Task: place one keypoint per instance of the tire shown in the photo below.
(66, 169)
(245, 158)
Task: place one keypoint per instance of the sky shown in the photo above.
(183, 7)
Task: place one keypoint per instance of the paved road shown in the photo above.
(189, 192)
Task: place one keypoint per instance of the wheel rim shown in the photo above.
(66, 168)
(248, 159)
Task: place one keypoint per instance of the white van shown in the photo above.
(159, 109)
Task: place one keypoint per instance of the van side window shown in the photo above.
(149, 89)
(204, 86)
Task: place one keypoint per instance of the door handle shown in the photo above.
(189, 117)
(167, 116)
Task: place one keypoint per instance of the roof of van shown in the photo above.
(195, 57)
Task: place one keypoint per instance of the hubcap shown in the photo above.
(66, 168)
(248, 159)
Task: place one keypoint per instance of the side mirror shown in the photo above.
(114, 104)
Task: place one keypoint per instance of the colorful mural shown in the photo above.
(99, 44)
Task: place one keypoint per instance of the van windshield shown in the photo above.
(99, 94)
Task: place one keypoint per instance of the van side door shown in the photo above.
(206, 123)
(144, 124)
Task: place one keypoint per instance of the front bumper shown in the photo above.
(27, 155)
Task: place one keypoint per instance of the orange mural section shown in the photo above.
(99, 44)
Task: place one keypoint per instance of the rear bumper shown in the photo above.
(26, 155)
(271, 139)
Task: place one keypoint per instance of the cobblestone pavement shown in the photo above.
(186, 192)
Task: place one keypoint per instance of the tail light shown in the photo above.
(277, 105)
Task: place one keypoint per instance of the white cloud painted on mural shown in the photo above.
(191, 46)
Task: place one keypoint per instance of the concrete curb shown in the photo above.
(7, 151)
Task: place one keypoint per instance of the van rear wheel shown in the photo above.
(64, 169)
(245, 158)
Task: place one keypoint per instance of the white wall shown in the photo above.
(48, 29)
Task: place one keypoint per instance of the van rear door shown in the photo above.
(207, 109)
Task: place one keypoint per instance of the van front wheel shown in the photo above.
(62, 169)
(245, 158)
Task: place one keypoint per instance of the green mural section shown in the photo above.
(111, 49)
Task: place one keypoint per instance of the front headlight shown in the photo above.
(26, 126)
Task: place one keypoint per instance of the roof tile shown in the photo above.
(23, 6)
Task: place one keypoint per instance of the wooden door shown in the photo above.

_ _ _ _ _

- Task statement -
Copy exactly the line that contains "Task: place one keypoint per instance of the van rear wheel" and all lines after it in the listing above, through the final line, and nothing else.

- Your response -
Task: place one keypoint per instance of the van rear wheel shown in the photo above.
(64, 169)
(245, 158)
Task: place one keypoint per instance of the white wall shown in the photo above.
(48, 29)
Task: place one keypoint per instance of the van rear door shown in the photo above.
(207, 109)
Task: place one keypoint per instance of the van front wheel shown in the photo above.
(62, 169)
(245, 158)
Task: place one keypoint per instance of the green mural section shown in the photo above.
(111, 49)
Task: place one keypoint per instance of the front headlight shown in the photo above.
(26, 126)
Task: place one keypoint per instance of the roof tile shown in the photo above.
(23, 6)
Task: place one keypoint per instance of the wooden door shown in the photo above.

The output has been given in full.